— Begin —

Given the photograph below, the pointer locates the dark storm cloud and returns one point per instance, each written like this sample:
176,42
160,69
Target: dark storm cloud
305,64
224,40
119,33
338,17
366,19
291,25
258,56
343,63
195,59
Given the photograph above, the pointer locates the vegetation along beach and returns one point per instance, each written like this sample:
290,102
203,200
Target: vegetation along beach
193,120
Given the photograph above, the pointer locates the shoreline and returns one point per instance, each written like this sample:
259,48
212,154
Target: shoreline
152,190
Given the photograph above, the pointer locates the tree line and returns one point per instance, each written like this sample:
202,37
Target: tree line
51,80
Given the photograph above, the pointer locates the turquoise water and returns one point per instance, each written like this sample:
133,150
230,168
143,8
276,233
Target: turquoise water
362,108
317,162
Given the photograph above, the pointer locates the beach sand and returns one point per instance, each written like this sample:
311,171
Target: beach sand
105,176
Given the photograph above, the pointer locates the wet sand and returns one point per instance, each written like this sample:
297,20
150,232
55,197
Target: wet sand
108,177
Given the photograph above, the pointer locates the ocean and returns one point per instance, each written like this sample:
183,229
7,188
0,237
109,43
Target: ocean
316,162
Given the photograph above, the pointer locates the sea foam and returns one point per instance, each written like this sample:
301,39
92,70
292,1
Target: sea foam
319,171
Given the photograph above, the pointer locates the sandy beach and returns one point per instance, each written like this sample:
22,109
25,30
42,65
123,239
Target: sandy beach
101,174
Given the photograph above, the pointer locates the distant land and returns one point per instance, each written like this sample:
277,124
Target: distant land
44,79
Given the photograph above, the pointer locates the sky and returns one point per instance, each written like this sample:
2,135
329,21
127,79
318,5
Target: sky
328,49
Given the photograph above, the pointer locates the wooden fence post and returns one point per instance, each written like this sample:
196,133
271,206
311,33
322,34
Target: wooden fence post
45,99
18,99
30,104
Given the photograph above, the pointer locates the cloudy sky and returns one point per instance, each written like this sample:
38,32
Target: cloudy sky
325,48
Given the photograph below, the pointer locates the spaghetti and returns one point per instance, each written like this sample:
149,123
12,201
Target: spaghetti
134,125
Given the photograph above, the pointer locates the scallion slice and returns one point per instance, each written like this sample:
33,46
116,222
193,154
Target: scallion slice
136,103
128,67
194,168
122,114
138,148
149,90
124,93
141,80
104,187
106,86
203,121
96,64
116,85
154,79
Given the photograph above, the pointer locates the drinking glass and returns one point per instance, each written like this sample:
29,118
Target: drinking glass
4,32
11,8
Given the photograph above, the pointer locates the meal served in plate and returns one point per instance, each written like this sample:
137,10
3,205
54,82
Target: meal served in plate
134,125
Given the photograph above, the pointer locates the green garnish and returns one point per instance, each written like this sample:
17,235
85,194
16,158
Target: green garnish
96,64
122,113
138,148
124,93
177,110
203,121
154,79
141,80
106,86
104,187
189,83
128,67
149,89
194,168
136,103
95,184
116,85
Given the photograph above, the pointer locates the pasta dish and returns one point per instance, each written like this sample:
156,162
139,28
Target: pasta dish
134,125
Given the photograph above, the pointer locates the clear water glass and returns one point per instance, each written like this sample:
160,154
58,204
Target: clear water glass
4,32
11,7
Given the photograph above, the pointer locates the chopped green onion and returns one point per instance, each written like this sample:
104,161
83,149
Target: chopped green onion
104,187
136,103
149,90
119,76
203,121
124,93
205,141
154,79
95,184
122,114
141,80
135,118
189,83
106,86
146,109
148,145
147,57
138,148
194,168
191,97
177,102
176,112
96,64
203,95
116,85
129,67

— End —

== To do ==
Restate the whole listing exactly.

== Full response ==
Given the photograph below, the pointer locates the dark storm cloud and returns one point per instance, each written like this sample:
176,42
160,69
Target: dark storm cloud
305,64
224,40
119,33
338,17
366,19
291,25
258,56
343,63
195,59
Given the photograph above, the pointer locates the vegetation along beach and returns one point per instance, each written like this sample:
290,102
203,200
Target: vegetation along beach
193,120
Given the photograph above, the pointer locates the shoreline and returns one point per instance, each written like this sample:
259,48
212,154
Target: shoreline
152,190
Given the photograph above, the pointer locates the tree line and returns one point per instance, each written like this sample:
202,37
Target: tree line
51,80
Given the photograph above, the pointer locates the turquoise water and returns one point per instance, each written like this sample:
133,150
230,168
143,8
276,233
Target: turquoise water
362,108
317,162
Given the photograph above, the pointer locates the beach sand and returns one point per instance, each written like this sample:
311,171
Target: beach sand
105,176
Given the photograph above, the pointer locates the wet sand and returns one point per instance, each written like this sample:
297,20
150,232
55,197
Target: wet sand
108,177
Given the photograph above, the pointer locates the ocean and returns one point per instance, each written like this sample:
183,229
7,188
0,237
109,43
Target: ocean
316,162
Given the photograph above, the pointer locates the sea foam and returns one point per instance, each written like this sample:
301,39
92,70
292,1
Target: sea foam
319,171
Given the photograph above, the pointer locates the sandy beach and returns one point per instance, each written like this sample:
22,109
25,30
42,65
123,239
Target: sandy beach
101,174
Given the photograph above, the pointer locates the distant land and returns one point per instance, each written like this sample:
277,124
Target: distant land
44,79
Given the photograph above, the pointer locates the sky and returns one point per instance, each written like this sample:
2,135
329,21
127,79
318,5
Target: sky
328,49
Given the photograph above, the pointer locates the wooden fence post and returns one point per instance, each written like this sample:
196,133
271,206
311,33
322,34
Target: wooden fence post
45,99
18,99
30,104
Given the photograph above, the pointer locates the cloudy sky and returns one point per instance, each written like this sample:
38,32
Target: cloudy sky
325,48
Given the photograph below, the pointer locates the spaghetti and returns one point per instance, each written like this sample:
149,123
12,201
Target: spaghetti
134,125
Given the photograph above, the pointer locates the scallion slice and returns one point per instance, each written like this sample:
33,46
116,222
193,154
Target: scallion slice
136,103
128,67
194,168
122,114
138,148
149,90
124,93
141,80
104,187
106,86
203,121
96,64
116,85
154,79
Given the photograph above, the pointer locates the drinking glass and returns one point per instance, each written like this sample:
29,118
Target: drinking glass
4,32
11,8
Given the photograph above, the pointer locates the meal served in plate and returns one point per instance, each written like this sample:
137,10
3,205
54,82
Target: meal served in plate
134,125
Given the photograph above, the pointer locates the green garnish and returns one point per instance, each written like this sample:
17,235
85,194
16,158
Target: green garnish
96,64
122,113
138,148
124,93
177,110
203,121
154,79
141,80
106,86
104,187
189,83
128,67
149,89
194,168
136,103
95,184
116,85
Given the photograph above, the pointer locates the pasta dish and returns one point per instance, each written like this sample:
156,162
139,28
Target: pasta dish
134,125
Given the photograph above, the pointer locates the clear water glass and returns one point per instance, each written like this sample:
160,154
58,204
Target: clear water glass
4,32
11,7
Given the photograph above, the pointer locates the chopped green onion and returns one point per instance, each written like this sample:
104,161
83,149
Target: chopped green onion
104,187
136,103
149,90
119,76
203,121
124,93
205,141
154,79
95,184
122,114
141,80
135,118
189,83
106,86
146,109
148,145
147,57
138,148
194,168
191,97
177,102
176,112
96,64
203,95
116,85
129,67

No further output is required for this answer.